◆ Work task
Look through the data for the string "deck". Copy every line where it is found.

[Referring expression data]
········
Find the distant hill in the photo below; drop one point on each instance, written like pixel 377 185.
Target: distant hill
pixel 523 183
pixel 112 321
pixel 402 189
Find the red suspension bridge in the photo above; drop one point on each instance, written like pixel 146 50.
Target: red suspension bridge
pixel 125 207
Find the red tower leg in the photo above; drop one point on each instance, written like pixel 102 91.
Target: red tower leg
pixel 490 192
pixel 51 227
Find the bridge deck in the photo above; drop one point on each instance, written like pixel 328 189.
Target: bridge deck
········
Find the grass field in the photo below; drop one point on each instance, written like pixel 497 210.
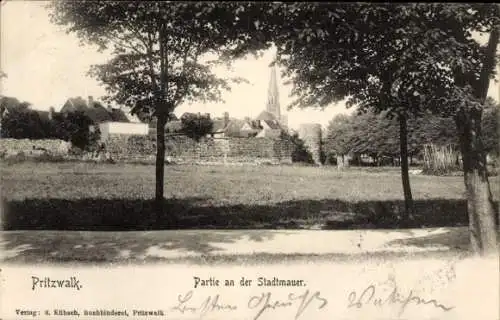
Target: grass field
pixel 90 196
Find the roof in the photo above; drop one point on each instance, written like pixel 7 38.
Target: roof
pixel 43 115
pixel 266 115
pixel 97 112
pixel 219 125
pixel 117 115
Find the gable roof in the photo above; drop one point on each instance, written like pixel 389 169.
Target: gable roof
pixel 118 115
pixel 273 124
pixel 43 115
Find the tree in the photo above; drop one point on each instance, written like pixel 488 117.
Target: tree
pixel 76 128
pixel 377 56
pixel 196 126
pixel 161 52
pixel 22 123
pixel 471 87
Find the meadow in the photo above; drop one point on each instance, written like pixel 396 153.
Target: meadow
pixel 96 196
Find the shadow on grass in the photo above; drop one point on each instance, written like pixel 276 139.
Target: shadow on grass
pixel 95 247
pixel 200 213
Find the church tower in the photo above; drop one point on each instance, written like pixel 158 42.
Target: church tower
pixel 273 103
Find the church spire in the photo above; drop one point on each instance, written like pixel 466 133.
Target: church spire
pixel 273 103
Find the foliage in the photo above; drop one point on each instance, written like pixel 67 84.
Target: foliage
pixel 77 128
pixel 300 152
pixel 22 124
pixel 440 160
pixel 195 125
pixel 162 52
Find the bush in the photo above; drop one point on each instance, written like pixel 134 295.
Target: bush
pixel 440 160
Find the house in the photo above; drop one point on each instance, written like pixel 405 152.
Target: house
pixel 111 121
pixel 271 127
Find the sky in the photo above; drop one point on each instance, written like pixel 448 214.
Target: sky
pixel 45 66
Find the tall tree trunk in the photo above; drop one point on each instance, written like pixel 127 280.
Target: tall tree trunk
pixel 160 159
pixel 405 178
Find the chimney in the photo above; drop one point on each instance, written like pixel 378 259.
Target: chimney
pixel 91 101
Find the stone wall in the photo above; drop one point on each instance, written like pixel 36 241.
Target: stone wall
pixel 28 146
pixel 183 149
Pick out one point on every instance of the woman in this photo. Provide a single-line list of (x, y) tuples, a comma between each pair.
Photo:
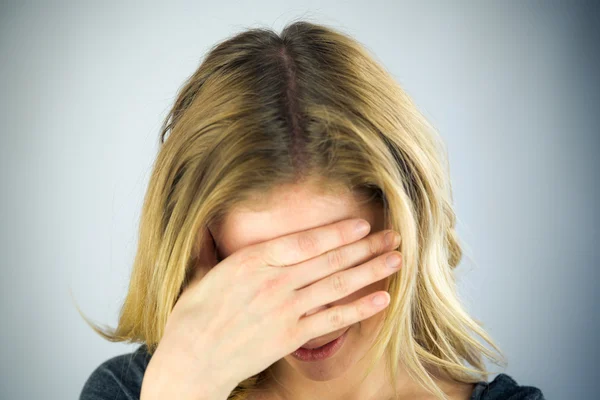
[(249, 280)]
········
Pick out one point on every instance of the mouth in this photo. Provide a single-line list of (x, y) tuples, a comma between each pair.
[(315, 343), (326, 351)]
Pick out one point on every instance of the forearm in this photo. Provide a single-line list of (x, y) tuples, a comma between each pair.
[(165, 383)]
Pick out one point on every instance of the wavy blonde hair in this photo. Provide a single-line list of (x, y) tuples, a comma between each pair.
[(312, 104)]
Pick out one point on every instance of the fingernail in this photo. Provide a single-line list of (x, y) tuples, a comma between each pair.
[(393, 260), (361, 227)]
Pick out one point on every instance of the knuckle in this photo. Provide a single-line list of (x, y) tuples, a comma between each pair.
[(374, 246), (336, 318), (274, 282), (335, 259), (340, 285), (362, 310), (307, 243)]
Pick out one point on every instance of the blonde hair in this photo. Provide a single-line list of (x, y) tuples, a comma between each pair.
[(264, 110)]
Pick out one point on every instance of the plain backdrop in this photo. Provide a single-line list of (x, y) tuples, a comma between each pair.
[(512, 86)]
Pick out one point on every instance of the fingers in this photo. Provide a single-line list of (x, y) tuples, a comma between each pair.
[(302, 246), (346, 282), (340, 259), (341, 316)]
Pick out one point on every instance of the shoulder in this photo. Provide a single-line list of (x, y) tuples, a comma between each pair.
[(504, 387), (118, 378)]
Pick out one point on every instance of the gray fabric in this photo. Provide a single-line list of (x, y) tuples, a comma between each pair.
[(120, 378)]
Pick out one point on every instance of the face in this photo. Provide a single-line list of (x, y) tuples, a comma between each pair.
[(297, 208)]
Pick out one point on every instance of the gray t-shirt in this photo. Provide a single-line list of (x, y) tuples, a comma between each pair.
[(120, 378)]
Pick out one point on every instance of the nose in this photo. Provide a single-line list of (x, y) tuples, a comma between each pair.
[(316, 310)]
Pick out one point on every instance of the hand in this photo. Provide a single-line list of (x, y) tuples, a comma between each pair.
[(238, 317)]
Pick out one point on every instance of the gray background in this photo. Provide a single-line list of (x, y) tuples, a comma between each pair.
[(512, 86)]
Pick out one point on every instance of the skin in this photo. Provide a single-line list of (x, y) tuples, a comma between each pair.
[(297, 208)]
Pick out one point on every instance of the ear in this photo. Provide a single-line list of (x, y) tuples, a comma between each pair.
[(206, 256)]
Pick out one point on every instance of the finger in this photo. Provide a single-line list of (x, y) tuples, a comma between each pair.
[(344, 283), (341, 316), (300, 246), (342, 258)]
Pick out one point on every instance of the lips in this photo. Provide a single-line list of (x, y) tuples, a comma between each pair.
········
◆ Solution for this problem
Find the bridge deck in the photo above; drop one point on each instance, written like pixel 328 189.
Target: bridge deck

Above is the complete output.